## WORK TO COMPLETE
Return, from the data that follows, each line that holds the word "jersey".

Records from a data source
[Start of section]

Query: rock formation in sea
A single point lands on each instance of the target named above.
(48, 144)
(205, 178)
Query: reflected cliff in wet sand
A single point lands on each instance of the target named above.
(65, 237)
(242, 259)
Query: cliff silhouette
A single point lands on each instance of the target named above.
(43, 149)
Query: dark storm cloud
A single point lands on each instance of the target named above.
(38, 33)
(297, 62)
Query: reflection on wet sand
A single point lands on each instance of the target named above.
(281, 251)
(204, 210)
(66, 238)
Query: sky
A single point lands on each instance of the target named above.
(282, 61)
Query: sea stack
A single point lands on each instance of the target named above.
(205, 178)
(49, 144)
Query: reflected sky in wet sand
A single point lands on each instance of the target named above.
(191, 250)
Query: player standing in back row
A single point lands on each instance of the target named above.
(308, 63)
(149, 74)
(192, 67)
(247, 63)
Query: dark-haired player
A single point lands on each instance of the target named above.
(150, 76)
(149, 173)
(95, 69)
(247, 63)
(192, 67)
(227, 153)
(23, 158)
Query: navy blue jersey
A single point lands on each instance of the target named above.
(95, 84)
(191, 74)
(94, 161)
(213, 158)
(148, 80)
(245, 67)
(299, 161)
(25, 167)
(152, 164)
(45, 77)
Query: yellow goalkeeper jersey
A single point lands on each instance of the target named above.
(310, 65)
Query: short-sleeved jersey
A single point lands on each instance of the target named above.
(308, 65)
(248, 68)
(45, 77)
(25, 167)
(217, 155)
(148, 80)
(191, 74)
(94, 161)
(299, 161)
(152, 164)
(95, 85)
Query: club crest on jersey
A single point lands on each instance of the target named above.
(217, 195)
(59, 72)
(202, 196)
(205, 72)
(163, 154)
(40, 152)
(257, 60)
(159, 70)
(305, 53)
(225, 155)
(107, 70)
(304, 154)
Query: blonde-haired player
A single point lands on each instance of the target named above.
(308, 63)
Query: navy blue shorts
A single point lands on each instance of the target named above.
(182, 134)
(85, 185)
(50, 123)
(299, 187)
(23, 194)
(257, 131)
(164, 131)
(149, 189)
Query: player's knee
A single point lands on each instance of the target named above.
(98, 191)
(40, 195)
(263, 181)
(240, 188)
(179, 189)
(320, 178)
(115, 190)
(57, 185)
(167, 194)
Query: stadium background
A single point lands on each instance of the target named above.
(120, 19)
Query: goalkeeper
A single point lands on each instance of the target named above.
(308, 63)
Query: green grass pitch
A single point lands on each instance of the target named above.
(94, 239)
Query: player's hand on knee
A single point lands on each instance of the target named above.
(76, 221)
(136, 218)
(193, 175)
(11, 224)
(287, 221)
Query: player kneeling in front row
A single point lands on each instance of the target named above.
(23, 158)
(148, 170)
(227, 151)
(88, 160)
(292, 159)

[End of section]

## EXPECTED OUTPUT
Query: navy blue jersey
Query: yellow goalkeeper jersey
Query: short-sleeved jersey
Query: club crest on jersey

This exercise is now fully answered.